→ **Data shown**
********

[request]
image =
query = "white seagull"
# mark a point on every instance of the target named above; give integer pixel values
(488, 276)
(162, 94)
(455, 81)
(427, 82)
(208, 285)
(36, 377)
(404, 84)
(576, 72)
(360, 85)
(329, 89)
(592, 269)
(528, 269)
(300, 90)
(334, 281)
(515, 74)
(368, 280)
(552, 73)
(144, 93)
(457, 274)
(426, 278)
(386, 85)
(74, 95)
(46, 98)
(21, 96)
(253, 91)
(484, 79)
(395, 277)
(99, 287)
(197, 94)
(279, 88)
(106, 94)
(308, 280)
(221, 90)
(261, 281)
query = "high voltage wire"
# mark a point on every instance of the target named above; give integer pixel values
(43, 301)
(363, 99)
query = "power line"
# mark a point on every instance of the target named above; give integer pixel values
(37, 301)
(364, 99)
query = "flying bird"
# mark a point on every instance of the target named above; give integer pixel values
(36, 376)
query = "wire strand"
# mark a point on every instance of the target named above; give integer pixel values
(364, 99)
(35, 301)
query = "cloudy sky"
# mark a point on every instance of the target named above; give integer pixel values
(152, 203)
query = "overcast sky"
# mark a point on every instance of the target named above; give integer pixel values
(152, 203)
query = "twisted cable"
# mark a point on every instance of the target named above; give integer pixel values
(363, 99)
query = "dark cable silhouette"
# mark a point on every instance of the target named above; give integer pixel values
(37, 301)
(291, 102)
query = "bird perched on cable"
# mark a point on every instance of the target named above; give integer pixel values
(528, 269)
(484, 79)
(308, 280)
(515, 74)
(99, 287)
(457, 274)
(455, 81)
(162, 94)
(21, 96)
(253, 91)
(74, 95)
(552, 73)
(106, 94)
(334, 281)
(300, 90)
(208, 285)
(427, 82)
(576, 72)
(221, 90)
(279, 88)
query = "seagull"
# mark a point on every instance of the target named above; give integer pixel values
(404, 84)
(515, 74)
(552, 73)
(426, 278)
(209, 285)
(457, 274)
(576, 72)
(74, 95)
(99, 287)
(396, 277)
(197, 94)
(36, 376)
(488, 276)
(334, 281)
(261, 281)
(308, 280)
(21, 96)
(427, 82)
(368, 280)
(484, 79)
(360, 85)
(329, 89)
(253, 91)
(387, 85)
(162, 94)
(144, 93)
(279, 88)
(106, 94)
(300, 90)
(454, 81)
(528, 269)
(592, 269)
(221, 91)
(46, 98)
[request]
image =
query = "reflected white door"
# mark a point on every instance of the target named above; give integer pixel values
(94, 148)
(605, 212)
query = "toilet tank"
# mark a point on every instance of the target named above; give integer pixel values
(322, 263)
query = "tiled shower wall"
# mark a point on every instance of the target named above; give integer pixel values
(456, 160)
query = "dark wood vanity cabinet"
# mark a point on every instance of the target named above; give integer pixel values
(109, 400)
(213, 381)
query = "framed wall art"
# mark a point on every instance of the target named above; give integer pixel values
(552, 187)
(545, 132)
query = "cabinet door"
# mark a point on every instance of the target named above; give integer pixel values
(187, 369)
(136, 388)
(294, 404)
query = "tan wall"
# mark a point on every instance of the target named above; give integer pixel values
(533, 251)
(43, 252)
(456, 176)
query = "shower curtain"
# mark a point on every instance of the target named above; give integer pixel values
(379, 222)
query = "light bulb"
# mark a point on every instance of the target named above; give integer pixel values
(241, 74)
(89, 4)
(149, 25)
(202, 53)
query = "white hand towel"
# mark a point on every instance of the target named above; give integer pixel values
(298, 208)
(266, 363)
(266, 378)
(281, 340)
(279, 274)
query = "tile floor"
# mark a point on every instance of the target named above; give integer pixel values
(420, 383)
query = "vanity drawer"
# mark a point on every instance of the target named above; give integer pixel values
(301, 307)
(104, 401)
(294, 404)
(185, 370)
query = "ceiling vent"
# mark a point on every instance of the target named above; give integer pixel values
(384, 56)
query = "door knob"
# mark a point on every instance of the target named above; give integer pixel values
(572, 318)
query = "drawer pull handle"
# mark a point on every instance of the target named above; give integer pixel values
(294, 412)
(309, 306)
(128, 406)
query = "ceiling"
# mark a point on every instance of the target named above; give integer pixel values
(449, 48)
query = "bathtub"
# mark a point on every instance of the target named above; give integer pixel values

********

→ **What is asked**
Collect every line of the listing that contains the string "white". The match is case-sensitive.

→ **Result**
query = "white seagull"
query = "reflected white door"
query = "white hand towel"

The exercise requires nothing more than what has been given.